### Passage provided

Heidi describes the Flemish painter as “the greatest woman artist of the seventeenth century” (160). Peeters was a pioneer in still-life painting. She shows slides of Peeters’s undated self-portrait (c.1618), in which still-life objects surround her, and one of her so-called breakfast paintings, possibly “Still Life with Cheeses, Artichoke, and Cherries” (c.1625), based on Heidi’s description, although the text does not clarify this. Peeters was ahead of her time and influential in the development of still life as a form, but she is rarely mentioned in studies of art history.
Spencer was a highly popular American painter in her lifetime. Her early works featured warm scenes of domesticity and family, focusing particularly on the work of women, but she also branched out into portraiture, and her later works showed the less idealistic side of domestic life. Heidi shows her class “We Both Must Fade” (1869), which depicts a young woman in an ornate dress, surrounded by objects that symbolize the impermanence of life and youth. The painting evokes Heidi’s memory of the school dance represented in Scene 1. Note: In the text of the play, the artist’s name is spelled “Lily,” but outside sources spell her name “Lilly.”

### Set of tasks
1. Summarize the passage on Peeters and Spencer in two sentences.
2. In the passage on Peeters and Spencer, why is the Peeters breakfast painting only tentatively identified as "Still Life with Cheeses, Artichoke, and Cherries"?

[Stored items]
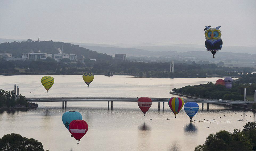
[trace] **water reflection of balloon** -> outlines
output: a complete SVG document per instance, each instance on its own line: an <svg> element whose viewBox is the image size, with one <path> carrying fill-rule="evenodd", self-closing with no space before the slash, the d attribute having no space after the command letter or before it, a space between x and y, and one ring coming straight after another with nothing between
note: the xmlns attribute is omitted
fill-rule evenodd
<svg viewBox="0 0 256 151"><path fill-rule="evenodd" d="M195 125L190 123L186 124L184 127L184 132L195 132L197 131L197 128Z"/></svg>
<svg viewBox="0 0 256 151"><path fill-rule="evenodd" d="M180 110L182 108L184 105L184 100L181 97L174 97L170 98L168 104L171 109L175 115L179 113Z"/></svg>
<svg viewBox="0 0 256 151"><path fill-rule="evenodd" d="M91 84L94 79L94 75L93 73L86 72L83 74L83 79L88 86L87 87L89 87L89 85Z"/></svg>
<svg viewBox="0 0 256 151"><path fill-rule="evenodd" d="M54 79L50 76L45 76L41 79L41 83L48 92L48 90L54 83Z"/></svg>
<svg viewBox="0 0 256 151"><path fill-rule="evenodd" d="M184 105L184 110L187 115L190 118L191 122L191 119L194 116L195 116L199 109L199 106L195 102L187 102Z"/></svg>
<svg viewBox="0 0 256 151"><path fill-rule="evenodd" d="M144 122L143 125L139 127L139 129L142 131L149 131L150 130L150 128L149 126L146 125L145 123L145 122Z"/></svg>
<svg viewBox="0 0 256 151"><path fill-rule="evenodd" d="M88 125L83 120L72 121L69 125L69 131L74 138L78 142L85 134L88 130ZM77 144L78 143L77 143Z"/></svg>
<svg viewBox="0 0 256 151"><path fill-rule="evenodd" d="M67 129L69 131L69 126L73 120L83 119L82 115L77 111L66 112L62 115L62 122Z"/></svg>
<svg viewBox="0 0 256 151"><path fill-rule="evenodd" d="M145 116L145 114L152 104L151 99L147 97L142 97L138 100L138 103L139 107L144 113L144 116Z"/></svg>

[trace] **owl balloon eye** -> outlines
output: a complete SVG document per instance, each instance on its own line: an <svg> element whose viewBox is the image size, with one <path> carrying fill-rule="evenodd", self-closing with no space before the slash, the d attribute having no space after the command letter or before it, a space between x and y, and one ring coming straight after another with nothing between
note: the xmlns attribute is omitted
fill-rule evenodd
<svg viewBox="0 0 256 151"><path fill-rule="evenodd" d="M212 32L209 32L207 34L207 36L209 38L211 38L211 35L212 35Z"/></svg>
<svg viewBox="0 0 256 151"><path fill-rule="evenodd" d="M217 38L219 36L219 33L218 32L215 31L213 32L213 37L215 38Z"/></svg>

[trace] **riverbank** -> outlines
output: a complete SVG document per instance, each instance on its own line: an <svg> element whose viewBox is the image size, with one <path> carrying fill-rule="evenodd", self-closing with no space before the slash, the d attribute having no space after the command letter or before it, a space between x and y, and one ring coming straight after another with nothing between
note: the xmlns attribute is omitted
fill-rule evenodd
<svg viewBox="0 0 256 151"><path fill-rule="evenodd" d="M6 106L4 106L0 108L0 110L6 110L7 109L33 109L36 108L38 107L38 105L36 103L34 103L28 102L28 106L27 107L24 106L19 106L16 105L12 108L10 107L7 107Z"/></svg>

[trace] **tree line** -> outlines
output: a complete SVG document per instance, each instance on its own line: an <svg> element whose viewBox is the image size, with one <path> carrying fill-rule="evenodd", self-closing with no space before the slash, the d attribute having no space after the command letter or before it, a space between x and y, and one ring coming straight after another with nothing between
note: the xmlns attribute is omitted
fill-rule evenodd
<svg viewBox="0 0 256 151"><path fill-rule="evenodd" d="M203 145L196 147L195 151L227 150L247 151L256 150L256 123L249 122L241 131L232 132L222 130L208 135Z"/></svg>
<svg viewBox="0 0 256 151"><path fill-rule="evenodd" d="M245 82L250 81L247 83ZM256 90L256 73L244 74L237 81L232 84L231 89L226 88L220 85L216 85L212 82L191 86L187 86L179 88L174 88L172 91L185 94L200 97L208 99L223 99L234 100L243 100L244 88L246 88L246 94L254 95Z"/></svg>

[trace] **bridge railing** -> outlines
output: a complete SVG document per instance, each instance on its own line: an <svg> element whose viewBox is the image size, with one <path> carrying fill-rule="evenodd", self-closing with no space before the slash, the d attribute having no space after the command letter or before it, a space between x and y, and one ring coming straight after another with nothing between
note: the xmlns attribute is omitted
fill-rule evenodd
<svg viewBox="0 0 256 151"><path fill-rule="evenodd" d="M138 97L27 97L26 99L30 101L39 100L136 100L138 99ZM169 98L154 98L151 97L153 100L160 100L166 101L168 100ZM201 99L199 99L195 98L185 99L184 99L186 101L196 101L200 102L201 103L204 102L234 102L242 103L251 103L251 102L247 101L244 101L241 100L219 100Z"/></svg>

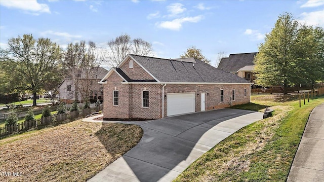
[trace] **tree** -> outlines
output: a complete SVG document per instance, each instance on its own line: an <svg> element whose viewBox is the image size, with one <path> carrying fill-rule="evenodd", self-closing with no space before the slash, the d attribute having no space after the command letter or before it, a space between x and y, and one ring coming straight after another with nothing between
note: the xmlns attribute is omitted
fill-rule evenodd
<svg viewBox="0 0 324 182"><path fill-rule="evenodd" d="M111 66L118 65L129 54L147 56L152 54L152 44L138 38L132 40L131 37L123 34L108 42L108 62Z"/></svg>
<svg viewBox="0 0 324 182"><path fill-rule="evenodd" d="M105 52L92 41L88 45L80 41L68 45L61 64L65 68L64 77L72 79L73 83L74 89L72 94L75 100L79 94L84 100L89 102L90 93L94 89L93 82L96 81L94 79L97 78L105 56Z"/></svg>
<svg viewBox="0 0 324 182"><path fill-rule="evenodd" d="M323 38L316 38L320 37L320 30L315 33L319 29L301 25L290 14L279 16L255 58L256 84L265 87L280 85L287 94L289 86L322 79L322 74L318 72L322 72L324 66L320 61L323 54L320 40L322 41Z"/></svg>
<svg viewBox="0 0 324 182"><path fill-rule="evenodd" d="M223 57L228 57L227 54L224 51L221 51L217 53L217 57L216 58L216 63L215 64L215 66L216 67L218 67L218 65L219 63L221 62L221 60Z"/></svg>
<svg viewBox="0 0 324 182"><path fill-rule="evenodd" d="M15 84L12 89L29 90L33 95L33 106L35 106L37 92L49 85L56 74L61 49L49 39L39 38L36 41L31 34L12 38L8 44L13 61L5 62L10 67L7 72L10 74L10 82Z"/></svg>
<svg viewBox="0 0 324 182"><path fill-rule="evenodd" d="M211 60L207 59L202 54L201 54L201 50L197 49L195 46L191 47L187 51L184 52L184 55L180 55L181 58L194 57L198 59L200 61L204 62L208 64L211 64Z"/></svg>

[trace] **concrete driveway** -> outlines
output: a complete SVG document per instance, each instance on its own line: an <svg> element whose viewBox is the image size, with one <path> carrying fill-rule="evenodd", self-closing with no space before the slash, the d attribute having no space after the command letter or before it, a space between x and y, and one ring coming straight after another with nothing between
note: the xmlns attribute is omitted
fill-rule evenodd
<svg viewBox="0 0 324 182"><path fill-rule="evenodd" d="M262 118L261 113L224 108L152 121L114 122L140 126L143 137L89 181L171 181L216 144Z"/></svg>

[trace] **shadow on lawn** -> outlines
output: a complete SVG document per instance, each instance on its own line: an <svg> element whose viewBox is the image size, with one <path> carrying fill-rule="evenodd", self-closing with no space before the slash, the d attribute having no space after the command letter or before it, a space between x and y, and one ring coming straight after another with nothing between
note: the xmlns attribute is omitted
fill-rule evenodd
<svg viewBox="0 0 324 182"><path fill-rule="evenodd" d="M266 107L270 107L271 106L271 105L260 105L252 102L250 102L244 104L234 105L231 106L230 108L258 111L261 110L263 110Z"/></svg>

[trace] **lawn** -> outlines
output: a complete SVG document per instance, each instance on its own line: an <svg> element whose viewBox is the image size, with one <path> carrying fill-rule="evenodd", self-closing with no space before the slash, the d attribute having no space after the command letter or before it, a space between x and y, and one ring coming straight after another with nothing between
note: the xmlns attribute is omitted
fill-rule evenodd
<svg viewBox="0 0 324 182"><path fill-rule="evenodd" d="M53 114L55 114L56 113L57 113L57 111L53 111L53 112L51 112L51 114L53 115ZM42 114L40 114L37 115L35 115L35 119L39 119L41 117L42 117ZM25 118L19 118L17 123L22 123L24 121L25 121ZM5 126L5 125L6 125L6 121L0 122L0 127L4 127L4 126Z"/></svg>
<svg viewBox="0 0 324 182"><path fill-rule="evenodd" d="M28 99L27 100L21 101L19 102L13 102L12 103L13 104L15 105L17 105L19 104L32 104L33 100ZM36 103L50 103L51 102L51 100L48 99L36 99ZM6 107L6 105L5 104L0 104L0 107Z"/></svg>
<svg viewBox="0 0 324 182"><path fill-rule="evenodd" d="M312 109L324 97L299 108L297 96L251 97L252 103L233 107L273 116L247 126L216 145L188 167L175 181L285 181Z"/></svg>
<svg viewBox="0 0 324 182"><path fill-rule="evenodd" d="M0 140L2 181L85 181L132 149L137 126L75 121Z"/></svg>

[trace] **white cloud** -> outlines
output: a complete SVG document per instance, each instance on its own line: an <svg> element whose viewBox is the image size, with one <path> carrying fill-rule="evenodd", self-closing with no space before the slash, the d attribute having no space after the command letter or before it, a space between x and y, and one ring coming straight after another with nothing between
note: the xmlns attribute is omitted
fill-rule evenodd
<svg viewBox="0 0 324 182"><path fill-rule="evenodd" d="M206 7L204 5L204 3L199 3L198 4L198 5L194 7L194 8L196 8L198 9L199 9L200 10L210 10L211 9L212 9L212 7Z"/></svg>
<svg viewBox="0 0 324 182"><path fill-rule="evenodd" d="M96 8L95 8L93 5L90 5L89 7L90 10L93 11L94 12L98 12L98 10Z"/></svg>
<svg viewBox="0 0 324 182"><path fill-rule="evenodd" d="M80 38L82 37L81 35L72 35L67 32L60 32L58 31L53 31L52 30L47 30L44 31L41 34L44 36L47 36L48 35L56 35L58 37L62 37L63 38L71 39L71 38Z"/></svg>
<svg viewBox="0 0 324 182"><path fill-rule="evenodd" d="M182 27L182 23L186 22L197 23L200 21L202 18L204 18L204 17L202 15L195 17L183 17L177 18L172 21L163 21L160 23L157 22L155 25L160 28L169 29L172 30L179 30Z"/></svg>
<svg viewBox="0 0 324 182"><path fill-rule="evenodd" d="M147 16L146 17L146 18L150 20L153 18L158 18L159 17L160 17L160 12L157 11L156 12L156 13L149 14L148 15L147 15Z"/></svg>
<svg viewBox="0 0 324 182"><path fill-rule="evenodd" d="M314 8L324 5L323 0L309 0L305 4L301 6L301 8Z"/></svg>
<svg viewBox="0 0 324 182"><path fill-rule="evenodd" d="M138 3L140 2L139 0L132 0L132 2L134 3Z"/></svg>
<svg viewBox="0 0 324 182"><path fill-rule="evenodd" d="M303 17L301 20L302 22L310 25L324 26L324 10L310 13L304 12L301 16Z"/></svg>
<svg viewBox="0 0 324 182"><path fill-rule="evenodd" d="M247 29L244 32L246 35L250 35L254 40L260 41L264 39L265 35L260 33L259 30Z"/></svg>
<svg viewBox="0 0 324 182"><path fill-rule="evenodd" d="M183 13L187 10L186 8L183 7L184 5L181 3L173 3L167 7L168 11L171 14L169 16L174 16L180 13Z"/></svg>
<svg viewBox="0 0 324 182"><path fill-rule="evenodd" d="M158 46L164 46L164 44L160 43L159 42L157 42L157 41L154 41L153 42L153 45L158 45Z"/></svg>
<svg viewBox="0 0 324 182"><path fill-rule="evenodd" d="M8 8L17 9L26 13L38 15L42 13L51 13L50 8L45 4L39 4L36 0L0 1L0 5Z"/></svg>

...

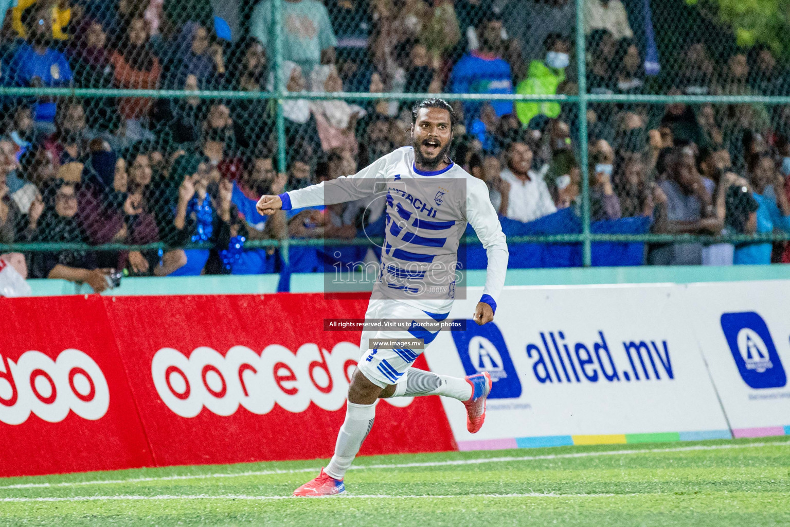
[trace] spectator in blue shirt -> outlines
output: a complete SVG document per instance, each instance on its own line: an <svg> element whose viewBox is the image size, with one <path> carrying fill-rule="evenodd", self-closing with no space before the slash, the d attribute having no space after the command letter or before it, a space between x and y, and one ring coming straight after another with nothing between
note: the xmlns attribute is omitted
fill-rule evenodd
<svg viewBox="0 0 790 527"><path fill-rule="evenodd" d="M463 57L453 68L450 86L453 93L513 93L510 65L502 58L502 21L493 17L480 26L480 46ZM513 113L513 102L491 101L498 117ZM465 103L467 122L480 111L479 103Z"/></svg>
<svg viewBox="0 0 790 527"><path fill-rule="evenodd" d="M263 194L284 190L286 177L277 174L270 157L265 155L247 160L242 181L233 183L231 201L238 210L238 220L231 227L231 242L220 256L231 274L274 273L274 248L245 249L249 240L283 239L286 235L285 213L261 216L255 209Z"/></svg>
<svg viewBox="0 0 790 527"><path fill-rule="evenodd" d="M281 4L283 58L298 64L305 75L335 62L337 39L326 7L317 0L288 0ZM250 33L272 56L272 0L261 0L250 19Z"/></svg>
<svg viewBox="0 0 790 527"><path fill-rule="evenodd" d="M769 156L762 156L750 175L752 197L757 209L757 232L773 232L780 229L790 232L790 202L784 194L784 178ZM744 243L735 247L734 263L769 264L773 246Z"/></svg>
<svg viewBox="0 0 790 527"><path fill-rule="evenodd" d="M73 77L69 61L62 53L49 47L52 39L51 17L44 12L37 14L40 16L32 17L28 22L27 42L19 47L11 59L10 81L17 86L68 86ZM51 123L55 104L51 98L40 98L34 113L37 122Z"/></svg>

### Answers to this exercise
1. Peeters, a Flemish pioneer of still-life painting whom Heidi calls the greatest woman artist of the seventeenth century, was influential in the development of still life but is rarely mentioned in studies of art history. Spencer, a highly popular American painter in her lifetime, moved from warm domestic scenes to portraiture and less idealistic views of domestic life, and Heidi shows her painting "We Both Must Fade" (1869), which evokes Heidi's memory of the school dance in Scene 1.

2. The identification rests on Heidi's description of the painting, and the text of the play does not make clear which work it is.